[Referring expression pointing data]
#####
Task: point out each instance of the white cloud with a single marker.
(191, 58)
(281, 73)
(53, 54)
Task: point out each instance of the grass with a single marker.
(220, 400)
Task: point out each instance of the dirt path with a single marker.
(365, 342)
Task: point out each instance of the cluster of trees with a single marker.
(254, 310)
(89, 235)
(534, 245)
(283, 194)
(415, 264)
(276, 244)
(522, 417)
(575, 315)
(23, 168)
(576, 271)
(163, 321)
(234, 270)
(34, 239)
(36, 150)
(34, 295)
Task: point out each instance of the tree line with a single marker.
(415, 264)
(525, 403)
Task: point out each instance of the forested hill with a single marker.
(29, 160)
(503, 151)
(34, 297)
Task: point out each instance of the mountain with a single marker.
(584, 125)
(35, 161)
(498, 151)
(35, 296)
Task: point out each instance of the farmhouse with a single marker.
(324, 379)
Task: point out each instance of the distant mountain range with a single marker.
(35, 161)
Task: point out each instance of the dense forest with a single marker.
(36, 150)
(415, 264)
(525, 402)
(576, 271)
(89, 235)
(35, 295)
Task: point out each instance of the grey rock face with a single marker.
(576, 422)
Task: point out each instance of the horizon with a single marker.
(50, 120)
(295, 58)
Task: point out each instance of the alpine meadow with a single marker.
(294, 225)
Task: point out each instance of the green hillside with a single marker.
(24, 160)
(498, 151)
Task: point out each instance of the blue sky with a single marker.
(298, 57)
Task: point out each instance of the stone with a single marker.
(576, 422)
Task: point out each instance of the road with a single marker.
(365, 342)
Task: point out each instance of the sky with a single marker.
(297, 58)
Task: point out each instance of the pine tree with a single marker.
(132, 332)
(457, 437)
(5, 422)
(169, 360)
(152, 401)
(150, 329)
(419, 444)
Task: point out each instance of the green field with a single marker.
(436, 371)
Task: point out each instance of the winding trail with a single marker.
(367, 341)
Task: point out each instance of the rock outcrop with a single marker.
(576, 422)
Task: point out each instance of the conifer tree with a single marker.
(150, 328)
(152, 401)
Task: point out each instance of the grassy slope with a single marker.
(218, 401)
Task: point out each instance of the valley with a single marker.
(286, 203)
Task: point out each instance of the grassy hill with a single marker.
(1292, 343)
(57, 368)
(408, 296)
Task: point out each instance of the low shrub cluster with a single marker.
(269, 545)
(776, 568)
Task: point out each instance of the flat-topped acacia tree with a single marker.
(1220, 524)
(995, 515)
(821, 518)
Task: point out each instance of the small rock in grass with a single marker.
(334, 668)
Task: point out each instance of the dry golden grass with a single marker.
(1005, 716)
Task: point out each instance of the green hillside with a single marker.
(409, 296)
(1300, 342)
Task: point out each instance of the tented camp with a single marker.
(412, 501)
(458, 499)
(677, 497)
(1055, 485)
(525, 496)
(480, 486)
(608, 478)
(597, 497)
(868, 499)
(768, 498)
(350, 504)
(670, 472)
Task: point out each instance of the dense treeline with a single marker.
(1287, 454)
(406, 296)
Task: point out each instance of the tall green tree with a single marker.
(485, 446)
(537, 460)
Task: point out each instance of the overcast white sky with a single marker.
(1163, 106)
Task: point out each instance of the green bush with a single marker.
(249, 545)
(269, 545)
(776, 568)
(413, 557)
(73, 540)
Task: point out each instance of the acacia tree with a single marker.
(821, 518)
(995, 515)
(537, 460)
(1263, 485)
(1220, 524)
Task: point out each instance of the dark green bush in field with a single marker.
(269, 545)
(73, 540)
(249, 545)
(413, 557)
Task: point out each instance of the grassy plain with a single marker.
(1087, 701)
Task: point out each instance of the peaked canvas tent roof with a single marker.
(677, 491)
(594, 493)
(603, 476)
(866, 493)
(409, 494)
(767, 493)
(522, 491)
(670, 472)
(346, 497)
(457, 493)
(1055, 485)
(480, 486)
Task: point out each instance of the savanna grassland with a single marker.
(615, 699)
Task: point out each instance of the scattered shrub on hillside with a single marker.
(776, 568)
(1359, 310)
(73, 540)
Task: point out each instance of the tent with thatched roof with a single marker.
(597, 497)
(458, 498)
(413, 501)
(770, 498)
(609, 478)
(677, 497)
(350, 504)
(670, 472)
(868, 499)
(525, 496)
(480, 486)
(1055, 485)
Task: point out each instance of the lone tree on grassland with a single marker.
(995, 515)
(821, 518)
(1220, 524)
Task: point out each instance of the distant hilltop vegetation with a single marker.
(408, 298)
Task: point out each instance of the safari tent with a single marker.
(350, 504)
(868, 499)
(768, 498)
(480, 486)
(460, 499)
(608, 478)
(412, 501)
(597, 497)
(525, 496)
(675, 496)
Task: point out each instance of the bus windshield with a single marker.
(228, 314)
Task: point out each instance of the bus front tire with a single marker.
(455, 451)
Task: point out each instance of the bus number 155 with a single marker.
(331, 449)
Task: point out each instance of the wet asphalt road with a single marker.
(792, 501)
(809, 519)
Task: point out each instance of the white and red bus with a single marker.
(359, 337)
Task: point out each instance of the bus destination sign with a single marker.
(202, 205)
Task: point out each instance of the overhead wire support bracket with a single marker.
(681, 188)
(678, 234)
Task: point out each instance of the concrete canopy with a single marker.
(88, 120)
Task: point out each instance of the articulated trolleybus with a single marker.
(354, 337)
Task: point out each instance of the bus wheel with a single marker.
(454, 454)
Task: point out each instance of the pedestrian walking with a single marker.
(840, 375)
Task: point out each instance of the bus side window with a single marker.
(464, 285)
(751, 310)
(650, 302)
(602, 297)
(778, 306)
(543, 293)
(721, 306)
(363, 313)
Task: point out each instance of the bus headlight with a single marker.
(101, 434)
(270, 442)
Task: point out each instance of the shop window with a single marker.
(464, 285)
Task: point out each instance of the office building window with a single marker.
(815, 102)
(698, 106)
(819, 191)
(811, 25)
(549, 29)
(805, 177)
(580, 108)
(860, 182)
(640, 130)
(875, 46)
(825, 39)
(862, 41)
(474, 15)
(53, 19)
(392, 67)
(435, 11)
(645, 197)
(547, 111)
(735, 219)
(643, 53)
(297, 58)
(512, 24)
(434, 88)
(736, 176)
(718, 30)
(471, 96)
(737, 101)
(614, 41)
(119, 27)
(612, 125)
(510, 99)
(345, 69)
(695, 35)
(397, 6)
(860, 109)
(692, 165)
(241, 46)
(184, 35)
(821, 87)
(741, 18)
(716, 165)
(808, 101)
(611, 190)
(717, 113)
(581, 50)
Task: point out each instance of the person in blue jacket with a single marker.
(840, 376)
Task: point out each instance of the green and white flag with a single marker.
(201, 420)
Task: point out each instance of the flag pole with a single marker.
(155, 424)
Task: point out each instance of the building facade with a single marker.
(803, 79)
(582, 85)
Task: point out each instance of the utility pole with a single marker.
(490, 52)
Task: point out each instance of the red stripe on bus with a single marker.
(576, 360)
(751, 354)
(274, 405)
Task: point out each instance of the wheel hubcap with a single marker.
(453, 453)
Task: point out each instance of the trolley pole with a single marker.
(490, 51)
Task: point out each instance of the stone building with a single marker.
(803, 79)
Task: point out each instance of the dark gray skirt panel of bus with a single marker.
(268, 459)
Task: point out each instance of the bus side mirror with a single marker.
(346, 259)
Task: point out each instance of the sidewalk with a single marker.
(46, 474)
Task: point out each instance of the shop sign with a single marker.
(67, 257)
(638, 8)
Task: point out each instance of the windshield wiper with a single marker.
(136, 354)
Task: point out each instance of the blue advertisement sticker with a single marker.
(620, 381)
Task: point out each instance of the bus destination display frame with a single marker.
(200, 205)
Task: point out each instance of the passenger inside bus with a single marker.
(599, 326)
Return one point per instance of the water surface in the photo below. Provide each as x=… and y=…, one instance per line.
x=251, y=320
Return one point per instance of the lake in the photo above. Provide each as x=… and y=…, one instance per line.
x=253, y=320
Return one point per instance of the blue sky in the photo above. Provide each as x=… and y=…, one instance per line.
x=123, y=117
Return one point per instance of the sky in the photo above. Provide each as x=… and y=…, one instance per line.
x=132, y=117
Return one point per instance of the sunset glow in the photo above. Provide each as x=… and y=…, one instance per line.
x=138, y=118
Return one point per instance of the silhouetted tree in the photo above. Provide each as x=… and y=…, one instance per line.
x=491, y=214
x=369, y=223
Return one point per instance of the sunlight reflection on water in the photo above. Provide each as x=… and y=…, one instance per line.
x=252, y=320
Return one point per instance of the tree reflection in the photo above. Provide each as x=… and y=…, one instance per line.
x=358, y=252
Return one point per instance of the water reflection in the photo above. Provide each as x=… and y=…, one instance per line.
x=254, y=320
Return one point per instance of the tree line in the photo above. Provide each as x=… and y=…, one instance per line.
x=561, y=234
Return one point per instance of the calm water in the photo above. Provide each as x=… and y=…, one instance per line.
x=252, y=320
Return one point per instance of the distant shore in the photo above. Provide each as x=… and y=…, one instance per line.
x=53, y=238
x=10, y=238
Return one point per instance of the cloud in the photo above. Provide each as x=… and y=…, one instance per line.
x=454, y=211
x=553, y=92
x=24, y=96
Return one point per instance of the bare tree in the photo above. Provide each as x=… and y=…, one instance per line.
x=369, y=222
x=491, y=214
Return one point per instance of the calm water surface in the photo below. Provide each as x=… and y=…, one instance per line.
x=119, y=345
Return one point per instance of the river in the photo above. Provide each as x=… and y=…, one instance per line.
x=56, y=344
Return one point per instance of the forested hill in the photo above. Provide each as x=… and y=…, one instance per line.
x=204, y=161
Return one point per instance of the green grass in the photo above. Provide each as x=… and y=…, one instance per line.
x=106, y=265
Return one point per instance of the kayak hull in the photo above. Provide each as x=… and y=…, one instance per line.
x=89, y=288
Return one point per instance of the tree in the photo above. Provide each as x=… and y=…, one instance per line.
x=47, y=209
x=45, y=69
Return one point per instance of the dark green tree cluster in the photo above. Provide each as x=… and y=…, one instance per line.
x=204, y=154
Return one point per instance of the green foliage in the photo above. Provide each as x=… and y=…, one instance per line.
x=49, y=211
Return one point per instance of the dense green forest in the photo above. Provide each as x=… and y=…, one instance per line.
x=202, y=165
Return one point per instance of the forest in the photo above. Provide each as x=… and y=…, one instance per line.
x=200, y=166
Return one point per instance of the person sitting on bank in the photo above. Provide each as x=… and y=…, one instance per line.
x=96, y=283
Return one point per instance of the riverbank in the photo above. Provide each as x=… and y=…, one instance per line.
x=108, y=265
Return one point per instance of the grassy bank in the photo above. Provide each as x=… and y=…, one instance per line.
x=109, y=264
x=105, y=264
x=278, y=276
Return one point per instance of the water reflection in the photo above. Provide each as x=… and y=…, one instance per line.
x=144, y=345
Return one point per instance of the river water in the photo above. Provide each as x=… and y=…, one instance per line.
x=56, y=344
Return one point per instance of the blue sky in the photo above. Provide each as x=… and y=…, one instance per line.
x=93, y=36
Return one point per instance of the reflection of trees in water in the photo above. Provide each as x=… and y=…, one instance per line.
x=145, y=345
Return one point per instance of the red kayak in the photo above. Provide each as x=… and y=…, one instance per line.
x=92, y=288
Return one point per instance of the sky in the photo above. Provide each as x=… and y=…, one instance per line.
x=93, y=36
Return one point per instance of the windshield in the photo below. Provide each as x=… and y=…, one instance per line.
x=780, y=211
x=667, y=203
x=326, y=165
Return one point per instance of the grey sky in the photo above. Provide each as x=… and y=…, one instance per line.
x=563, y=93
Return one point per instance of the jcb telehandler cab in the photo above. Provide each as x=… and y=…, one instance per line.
#####
- [Task details]:
Please write out, exactly as they appear, the line that contains "Return one point per instance of the riverbank" and every line after it up to the end of the entries above, and no others.

- [Result of this task]:
Return one point per instance of the riverbank in the photo above. Provide each as x=… and y=…, one instance per line.
x=108, y=265
Return one point per instance of the grassy bank in the photo above. Provide each as x=… and y=…, one instance per line.
x=109, y=264
x=105, y=264
x=278, y=276
Return one point per instance of the water reflection in the photo above. Provide each as x=… and y=…, one instance per line.
x=144, y=345
Return one point per instance of the river water in the photo above. Provide each as x=… and y=…, one instance per line.
x=56, y=344
Return one point per instance of the blue sky in the photo above. Provide each as x=… and y=…, one instance per line.
x=93, y=36
Return one point per instance of the reflection of trees in water in the photo above. Provide each as x=… and y=…, one instance per line.
x=145, y=345
Return one point per instance of the red kayak in the photo above. Provide each as x=… and y=…, one instance per line.
x=92, y=288
Return one point per instance of the sky in the photo above. Provide each as x=… and y=…, one instance per line.
x=93, y=36
Return one point per instance of the windshield in the photo below. Provide each as x=… and y=…, one instance per line.
x=780, y=211
x=667, y=203
x=326, y=165
Return one point per instance of the grey sky in the photo above. Provide each as x=… and y=…, one instance per line.
x=563, y=93
Return one point per instance of the jcb telehandler cab in the photo above. Provide each as x=… and y=…, one instance per line.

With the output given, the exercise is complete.